Start of Provided entries
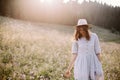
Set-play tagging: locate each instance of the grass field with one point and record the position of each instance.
(32, 51)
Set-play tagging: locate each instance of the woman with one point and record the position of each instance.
(86, 54)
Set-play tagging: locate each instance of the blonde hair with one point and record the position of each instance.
(78, 35)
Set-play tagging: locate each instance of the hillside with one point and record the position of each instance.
(39, 50)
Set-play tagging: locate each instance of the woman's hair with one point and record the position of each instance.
(78, 35)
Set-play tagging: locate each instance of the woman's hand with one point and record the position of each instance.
(67, 74)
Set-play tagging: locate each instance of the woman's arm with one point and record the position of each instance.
(99, 57)
(72, 62)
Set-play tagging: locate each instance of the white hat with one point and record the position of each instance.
(82, 22)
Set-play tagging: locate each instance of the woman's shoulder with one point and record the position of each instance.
(93, 34)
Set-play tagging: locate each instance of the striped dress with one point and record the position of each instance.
(87, 66)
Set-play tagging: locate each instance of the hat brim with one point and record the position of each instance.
(83, 25)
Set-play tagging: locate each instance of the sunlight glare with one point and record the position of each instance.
(66, 1)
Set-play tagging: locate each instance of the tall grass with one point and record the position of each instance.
(39, 52)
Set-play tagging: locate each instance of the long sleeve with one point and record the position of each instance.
(75, 47)
(97, 45)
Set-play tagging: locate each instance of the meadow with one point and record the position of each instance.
(41, 51)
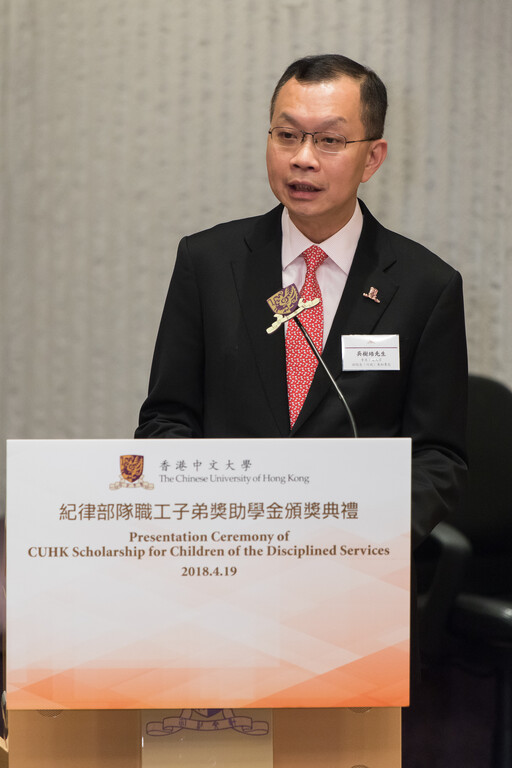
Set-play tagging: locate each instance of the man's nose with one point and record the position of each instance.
(306, 154)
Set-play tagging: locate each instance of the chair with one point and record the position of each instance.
(465, 611)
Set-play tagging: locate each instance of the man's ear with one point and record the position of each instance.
(376, 156)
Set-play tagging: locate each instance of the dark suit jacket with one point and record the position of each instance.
(216, 372)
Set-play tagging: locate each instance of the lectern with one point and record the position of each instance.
(213, 602)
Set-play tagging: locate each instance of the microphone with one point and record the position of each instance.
(287, 305)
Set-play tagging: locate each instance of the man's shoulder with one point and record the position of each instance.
(407, 254)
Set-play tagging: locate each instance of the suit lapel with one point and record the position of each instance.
(257, 277)
(355, 313)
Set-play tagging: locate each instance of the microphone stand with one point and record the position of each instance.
(322, 363)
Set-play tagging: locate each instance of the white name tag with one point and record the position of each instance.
(371, 353)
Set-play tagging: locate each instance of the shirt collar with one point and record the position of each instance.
(340, 247)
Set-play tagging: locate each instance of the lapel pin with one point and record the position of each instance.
(286, 304)
(372, 294)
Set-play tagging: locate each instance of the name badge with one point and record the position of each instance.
(371, 353)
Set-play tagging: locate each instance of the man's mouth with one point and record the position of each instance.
End of Provided entries
Description of the task
Keep every word of the records and none of the pictures when you print them again.

Reply to the task
Set-play tagging: locate each instance of the grass field with one point and record the position of each instance.
(32, 51)
Set-play tagging: locate each instance of the woman with one point and record the position of each instance.
(86, 54)
Set-play tagging: locate each instance of the blonde hair with one point and record the position of each instance.
(78, 35)
Set-play tagging: locate each instance of the hillside with one point and record the position of each instance.
(39, 50)
Set-play tagging: locate each instance of the woman's hair with one point and record the position of each instance.
(78, 35)
Set-play tagging: locate each instance of the woman's hand with one point and record the position of each instance.
(67, 74)
Set-play tagging: locate each instance of the woman's arm with one point and record the position of each instance.
(99, 57)
(72, 62)
Set-play tagging: locate each instance of the white hat with one point and record the position of each instance.
(82, 22)
Set-play tagging: locate each instance of the woman's shoulder with one point and record the position of each instance.
(93, 34)
Set-play tagging: locate each instance of the striped dress with one point and record the position of each instance.
(87, 66)
Set-play tagging: locate each instance of the hat brim with one point and record the position of each instance.
(83, 25)
Set-play tagging: locate each instance of the sunlight glare with one point and record the position of each instance.
(66, 1)
Set-play tagging: locate each instance of the tall grass with one point and record the position of each instance.
(39, 52)
Set-play tagging: locate each instance of the long sleeve with one point and record the position of each instance.
(75, 47)
(97, 45)
Set-play tagging: locate each instance of the meadow with one point and record the position of each instance.
(41, 51)
Set-play tagging: locate each instance of the man's nose with one point and record the position of each instance.
(306, 154)
Set-play tagging: locate each instance of the chair with one point and record the position of each instance.
(465, 611)
Set-play tagging: locate each instance of the man's ear with one point and record the position of each instance.
(376, 156)
Set-play tagging: locate each instance of the dark suit jacket with one point and record the position of each instance.
(216, 372)
Set-play tagging: locate each instance of the lectern with one point and record the position of each instance.
(213, 602)
Set-play tagging: locate each instance of the microphone with one point and record the position of each instance.
(287, 305)
Set-play tagging: locate each instance of the man's shoulder with one point and record the position of each instance.
(407, 254)
Set-play tagging: locate each instance of the suit lapel with one point and record the position of each instance.
(257, 277)
(355, 313)
Set-play tagging: locate each instance of the microphone stand with one point and record the position of each instance.
(322, 363)
Set-play tagging: locate each instance of the white name tag with one point and record the position of each instance.
(371, 353)
Set-play tagging: locate each instance of the shirt collar with one point and record the position of each instance.
(340, 247)
Set-play tagging: locate each instance of the lapel pin with one point and record the position of each instance.
(286, 304)
(372, 294)
Set-play tagging: locate each instance of the name badge with one point and record the position of each instance.
(371, 353)
Set-play tagging: locate each instance of the man's mouth with one point and record the position of each instance.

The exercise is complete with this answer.